— SEZIONE DATI —
# # #
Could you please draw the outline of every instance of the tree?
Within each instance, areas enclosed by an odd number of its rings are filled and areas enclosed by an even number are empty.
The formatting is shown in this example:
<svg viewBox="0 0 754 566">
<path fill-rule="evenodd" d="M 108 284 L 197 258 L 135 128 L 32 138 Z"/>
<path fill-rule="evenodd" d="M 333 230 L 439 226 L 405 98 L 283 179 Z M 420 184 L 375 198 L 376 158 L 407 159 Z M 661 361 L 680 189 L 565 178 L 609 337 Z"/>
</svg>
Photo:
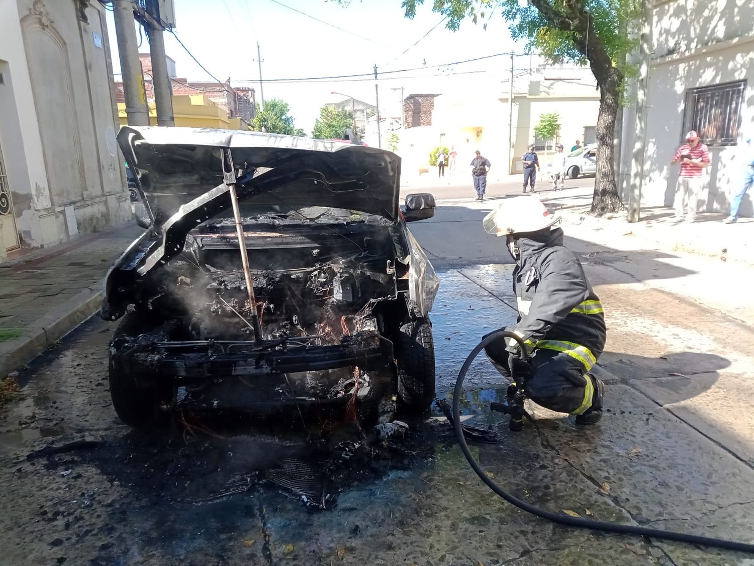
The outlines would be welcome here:
<svg viewBox="0 0 754 566">
<path fill-rule="evenodd" d="M 539 124 L 534 127 L 534 133 L 543 140 L 554 140 L 560 131 L 560 116 L 556 112 L 542 114 Z"/>
<path fill-rule="evenodd" d="M 403 0 L 406 17 L 412 18 L 424 0 Z M 641 13 L 640 0 L 434 0 L 432 10 L 445 15 L 455 31 L 470 17 L 476 23 L 485 13 L 501 8 L 514 40 L 553 60 L 589 63 L 599 88 L 596 128 L 597 170 L 591 213 L 602 216 L 623 208 L 615 180 L 613 136 L 627 78 L 637 69 L 626 55 L 638 45 L 629 36 L 630 23 Z"/>
<path fill-rule="evenodd" d="M 317 140 L 342 140 L 345 131 L 354 124 L 354 115 L 348 110 L 322 106 L 320 117 L 314 120 L 311 137 Z"/>
<path fill-rule="evenodd" d="M 256 113 L 254 119 L 251 121 L 251 129 L 268 134 L 306 136 L 300 128 L 293 128 L 293 118 L 288 115 L 290 111 L 288 103 L 279 98 L 271 98 L 265 102 L 264 110 L 259 110 L 259 104 L 256 106 Z"/>
<path fill-rule="evenodd" d="M 448 146 L 436 146 L 435 148 L 429 152 L 429 165 L 437 165 L 437 156 L 442 152 L 445 155 L 445 161 L 448 161 Z M 447 163 L 446 163 L 447 165 Z"/>
<path fill-rule="evenodd" d="M 388 136 L 388 149 L 394 153 L 398 151 L 398 134 L 395 132 Z"/>
</svg>

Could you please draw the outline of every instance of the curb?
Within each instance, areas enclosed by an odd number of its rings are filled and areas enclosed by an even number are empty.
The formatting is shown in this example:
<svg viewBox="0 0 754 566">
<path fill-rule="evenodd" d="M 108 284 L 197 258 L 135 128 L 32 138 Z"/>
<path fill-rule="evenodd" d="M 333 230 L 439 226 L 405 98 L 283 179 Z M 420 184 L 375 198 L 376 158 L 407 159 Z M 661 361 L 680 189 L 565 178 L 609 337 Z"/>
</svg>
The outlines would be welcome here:
<svg viewBox="0 0 754 566">
<path fill-rule="evenodd" d="M 102 291 L 84 289 L 27 327 L 25 336 L 0 343 L 0 377 L 22 368 L 101 306 Z"/>
<path fill-rule="evenodd" d="M 691 255 L 700 256 L 703 257 L 716 258 L 722 261 L 731 261 L 740 265 L 752 265 L 754 260 L 752 258 L 751 250 L 746 249 L 746 245 L 737 245 L 738 242 L 734 241 L 732 244 L 718 242 L 716 239 L 710 239 L 710 243 L 707 245 L 700 245 L 698 242 L 684 241 L 682 239 L 674 238 L 669 240 L 662 240 L 657 235 L 652 235 L 647 232 L 651 230 L 646 226 L 640 223 L 631 224 L 625 221 L 625 218 L 621 216 L 605 217 L 597 218 L 592 217 L 584 211 L 574 210 L 558 209 L 559 214 L 563 219 L 563 223 L 570 226 L 581 226 L 584 228 L 599 228 L 604 229 L 605 233 L 608 233 L 611 226 L 609 223 L 615 220 L 624 222 L 624 227 L 622 229 L 637 238 L 637 243 L 646 247 L 652 247 L 657 250 L 672 254 L 673 252 L 683 252 Z M 615 231 L 611 236 L 618 237 L 620 231 Z M 713 238 L 716 235 L 713 235 Z M 714 242 L 714 243 L 712 243 Z M 605 245 L 608 245 L 605 244 Z M 732 247 L 731 247 L 732 246 Z"/>
</svg>

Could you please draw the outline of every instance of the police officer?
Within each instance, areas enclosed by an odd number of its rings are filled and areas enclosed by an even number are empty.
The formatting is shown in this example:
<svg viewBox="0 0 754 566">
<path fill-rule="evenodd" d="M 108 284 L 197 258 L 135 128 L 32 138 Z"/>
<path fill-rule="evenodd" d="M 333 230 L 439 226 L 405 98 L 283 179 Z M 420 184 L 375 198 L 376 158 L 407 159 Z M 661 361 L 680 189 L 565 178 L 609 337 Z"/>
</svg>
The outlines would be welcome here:
<svg viewBox="0 0 754 566">
<path fill-rule="evenodd" d="M 486 352 L 504 376 L 511 365 L 523 374 L 528 398 L 589 425 L 602 415 L 604 385 L 589 372 L 605 347 L 605 316 L 581 263 L 563 246 L 562 229 L 553 227 L 559 221 L 531 196 L 507 198 L 485 217 L 484 229 L 505 236 L 516 261 L 519 318 L 507 330 L 523 340 L 529 364 L 512 338 L 494 340 Z"/>
<path fill-rule="evenodd" d="M 539 171 L 539 157 L 534 150 L 534 146 L 529 146 L 529 150 L 523 154 L 521 161 L 523 163 L 523 192 L 526 192 L 528 184 L 532 187 L 532 192 L 536 192 L 534 185 L 537 182 L 537 171 Z"/>
</svg>

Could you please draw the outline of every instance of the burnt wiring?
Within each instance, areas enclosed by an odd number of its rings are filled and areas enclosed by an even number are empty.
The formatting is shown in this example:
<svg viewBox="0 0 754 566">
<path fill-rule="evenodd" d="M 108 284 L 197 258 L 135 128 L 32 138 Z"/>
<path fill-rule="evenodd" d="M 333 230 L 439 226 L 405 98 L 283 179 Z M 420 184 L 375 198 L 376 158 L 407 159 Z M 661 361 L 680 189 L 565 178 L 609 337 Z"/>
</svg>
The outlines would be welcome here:
<svg viewBox="0 0 754 566">
<path fill-rule="evenodd" d="M 305 220 L 308 220 L 309 222 L 312 222 L 312 223 L 314 223 L 314 224 L 317 224 L 319 226 L 321 226 L 323 228 L 325 228 L 325 229 L 329 230 L 333 234 L 336 234 L 337 235 L 339 235 L 341 238 L 343 238 L 344 239 L 348 240 L 351 244 L 353 244 L 354 246 L 356 246 L 357 248 L 358 248 L 359 251 L 361 251 L 361 253 L 363 254 L 367 257 L 376 257 L 379 255 L 378 254 L 369 254 L 368 251 L 366 251 L 366 250 L 365 250 L 363 248 L 362 248 L 358 244 L 357 244 L 355 241 L 354 241 L 354 240 L 352 240 L 350 238 L 348 238 L 348 236 L 344 235 L 343 234 L 341 234 L 339 232 L 338 232 L 337 230 L 336 230 L 333 228 L 331 228 L 330 226 L 327 226 L 326 224 L 323 224 L 320 222 L 317 222 L 314 218 L 309 218 L 308 217 L 307 217 L 307 216 L 305 216 L 304 214 L 302 214 L 300 212 L 299 212 L 299 211 L 297 211 L 295 208 L 293 208 L 293 207 L 292 207 L 290 205 L 289 205 L 287 202 L 286 202 L 285 201 L 284 201 L 282 198 L 280 198 L 277 195 L 273 195 L 272 193 L 270 193 L 270 195 L 272 196 L 273 198 L 277 199 L 277 201 L 279 201 L 281 205 L 284 205 L 285 206 L 288 207 L 288 208 L 290 209 L 291 212 L 293 212 L 295 214 L 298 214 L 302 218 L 303 218 Z M 323 214 L 324 214 L 324 213 L 323 213 Z"/>
</svg>

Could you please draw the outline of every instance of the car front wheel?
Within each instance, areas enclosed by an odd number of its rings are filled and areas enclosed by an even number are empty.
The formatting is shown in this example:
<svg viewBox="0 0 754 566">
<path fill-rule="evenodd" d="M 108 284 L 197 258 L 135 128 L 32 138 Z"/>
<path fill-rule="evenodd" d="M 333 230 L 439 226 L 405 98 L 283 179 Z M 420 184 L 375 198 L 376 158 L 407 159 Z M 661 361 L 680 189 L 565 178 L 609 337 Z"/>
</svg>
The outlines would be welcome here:
<svg viewBox="0 0 754 566">
<path fill-rule="evenodd" d="M 395 337 L 398 396 L 407 408 L 424 412 L 434 400 L 432 325 L 421 318 L 400 326 Z"/>
<path fill-rule="evenodd" d="M 115 330 L 113 339 L 132 337 L 151 328 L 139 320 L 136 312 L 125 315 Z M 117 354 L 110 355 L 108 377 L 110 383 L 110 398 L 115 413 L 126 424 L 134 428 L 155 426 L 167 420 L 167 414 L 160 409 L 160 401 L 167 398 L 167 392 L 161 391 L 156 386 L 144 386 L 135 379 L 127 366 L 119 363 Z"/>
</svg>

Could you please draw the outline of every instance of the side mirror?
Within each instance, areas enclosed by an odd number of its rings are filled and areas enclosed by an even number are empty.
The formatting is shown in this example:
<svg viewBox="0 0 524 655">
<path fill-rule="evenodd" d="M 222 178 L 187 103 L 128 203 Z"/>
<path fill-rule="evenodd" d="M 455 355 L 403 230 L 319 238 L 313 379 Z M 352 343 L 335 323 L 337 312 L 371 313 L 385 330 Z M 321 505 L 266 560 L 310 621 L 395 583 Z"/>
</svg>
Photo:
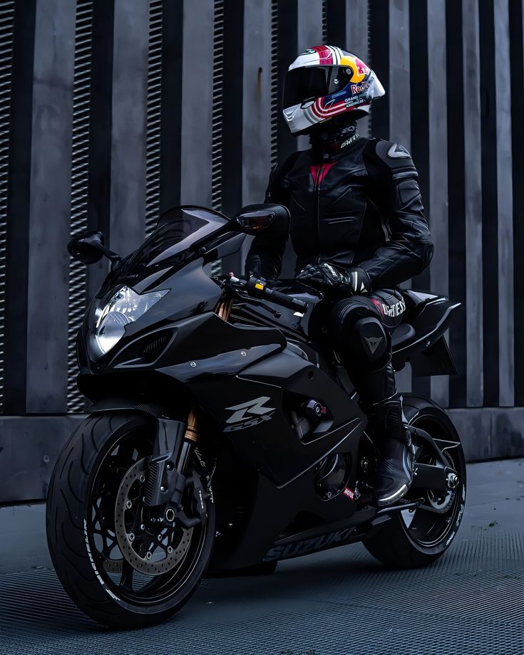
# # #
— CONSEGNA —
Modifica i dati dalla riga che contiene "the side mirror?" fino alla fine dei dati, sostituendo "example" con "sample" e lasciando invariato tutto il resto. Non riportare le immagini nella risposta.

— SVOLGIMENTO —
Could you please draw the outline of every instance of the side mirror?
Within each instance, areas enclosed by an odd number of its rings are filled and areas enclosed by an even number are empty.
The formatting is shown in this sample:
<svg viewBox="0 0 524 655">
<path fill-rule="evenodd" d="M 222 178 L 187 103 L 128 203 Z"/>
<path fill-rule="evenodd" d="M 455 355 L 403 230 L 319 238 L 313 379 Z M 352 343 L 335 323 L 337 312 L 371 313 L 385 330 Z M 321 505 L 266 560 L 310 621 L 395 583 Z"/>
</svg>
Photo:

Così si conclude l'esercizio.